So how crucial is further Washington stimulus money to the economy’s—and the stock market’s—continued health? Right now, there’s a lot of doubt about how much, if any, new aid will be coming.
Never fear, says UBS Global Wealth Management. The market dipped last week on news about the potential end of a Federal Reserve safety net, funded by money from the US Treasury. But the firm’s CIO, Mark Haefele, wrote in a report that development of coronavirus vaccines should outweigh those concerns. Plus, he expressed optimism that some kind of fresh stimulus would be coming next year.
“While near-term uncertainty could persist, we believe the case for further upside in global equities remains intact,” he indicated. “For investors, we see the greatest potential in the sectors with scope to catch up as the vaccine rollout and policy support facilitate an economic recovery over the coming year.”

Data:
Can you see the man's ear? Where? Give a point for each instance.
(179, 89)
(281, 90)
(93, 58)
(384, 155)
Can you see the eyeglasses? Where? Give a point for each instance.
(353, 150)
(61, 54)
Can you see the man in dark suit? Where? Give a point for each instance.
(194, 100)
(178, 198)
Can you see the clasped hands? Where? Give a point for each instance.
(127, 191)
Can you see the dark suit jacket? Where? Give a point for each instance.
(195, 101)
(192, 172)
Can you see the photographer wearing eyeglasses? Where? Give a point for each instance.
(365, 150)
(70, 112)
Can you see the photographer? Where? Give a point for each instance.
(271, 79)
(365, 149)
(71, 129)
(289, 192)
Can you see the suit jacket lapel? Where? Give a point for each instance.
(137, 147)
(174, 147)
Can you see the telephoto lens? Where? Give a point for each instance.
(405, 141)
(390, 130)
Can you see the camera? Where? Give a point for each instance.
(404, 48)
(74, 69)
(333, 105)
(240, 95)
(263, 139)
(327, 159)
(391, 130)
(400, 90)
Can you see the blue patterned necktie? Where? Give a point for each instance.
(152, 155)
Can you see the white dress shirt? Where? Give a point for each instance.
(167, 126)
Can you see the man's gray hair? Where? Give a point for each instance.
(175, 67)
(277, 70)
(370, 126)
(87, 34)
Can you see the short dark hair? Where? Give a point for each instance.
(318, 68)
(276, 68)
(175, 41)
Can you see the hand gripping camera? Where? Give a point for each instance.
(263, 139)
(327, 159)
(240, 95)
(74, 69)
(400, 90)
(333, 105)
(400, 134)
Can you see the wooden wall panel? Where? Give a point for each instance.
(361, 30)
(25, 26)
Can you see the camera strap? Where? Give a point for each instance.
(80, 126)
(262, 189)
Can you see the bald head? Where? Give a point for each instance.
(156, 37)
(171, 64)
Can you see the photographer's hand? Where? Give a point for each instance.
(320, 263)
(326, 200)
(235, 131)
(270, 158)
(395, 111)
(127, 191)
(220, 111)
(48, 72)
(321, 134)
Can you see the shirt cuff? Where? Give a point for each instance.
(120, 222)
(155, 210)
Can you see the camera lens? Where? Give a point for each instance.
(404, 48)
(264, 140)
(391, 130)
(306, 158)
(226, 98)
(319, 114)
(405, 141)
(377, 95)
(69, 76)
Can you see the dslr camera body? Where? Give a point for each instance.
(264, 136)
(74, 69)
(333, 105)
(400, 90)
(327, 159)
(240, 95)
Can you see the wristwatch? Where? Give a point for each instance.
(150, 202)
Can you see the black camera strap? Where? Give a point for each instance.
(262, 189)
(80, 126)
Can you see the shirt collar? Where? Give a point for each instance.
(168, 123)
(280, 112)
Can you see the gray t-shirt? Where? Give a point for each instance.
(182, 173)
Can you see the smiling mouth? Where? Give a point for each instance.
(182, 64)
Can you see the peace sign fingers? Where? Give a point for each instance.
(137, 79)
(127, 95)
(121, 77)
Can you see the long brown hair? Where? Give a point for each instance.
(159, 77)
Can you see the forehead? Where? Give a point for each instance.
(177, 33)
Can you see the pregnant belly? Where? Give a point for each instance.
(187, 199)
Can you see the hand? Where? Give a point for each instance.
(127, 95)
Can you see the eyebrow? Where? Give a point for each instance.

Problem to solve:
Translate this sentence from the stimulus article into Spanish: "The market dipped last week on news about the potential end of a Federal Reserve safety net, funded by money from the US Treasury." The material has no connection to the stimulus article.

The answer:
El mercado bajó la semana pasada ante las noticias sobre el posible fin de una red de seguridad de la Reserva Federal, financiada con dinero del Tesoro de EE. UU.